:: Material shown ::
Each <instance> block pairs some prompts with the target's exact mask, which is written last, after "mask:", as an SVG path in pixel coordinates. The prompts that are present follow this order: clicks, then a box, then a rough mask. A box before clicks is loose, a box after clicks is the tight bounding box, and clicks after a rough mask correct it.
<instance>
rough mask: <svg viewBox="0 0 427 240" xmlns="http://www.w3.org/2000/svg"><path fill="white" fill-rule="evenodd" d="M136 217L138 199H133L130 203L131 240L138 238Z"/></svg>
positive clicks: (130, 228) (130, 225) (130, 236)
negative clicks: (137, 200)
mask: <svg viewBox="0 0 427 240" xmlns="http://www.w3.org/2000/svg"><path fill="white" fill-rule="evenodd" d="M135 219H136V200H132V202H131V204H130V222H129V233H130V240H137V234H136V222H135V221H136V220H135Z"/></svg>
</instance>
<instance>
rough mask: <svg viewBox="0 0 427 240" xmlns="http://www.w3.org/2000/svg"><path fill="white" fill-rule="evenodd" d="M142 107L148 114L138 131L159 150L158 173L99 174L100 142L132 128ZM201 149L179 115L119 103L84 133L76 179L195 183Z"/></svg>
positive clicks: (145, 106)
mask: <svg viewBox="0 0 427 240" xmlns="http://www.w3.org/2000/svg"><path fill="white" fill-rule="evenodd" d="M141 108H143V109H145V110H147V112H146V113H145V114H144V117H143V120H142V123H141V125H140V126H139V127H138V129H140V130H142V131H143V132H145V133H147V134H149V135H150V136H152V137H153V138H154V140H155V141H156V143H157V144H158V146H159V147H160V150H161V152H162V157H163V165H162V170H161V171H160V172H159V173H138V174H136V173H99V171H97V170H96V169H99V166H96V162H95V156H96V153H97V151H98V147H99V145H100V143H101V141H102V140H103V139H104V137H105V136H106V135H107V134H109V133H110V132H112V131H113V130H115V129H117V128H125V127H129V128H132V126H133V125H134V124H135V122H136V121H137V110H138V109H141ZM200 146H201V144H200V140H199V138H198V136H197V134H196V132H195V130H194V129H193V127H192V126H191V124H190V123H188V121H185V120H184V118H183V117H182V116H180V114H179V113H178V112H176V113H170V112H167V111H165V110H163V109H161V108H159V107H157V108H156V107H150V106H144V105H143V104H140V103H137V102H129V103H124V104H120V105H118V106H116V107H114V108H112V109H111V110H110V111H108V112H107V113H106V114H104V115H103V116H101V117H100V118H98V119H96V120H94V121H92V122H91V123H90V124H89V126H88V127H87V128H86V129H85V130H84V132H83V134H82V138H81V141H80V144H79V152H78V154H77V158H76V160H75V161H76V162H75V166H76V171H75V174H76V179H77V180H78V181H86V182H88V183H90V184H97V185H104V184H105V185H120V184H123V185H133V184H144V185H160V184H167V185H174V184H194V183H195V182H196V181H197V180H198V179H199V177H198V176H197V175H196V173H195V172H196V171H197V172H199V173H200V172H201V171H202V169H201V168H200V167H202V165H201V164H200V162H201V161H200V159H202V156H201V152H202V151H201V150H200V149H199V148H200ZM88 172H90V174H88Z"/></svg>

:: Assignment ::
Output should match, line for line, the stretch of the material above from the line holding "217L138 199H133L130 203L131" through the line holding "positive clicks: (130, 228)".

:: Response to this task ::
rough mask: <svg viewBox="0 0 427 240" xmlns="http://www.w3.org/2000/svg"><path fill="white" fill-rule="evenodd" d="M136 217L138 199H133L130 203L131 240L138 238Z"/></svg>
positive clicks: (130, 228) (130, 225) (130, 236)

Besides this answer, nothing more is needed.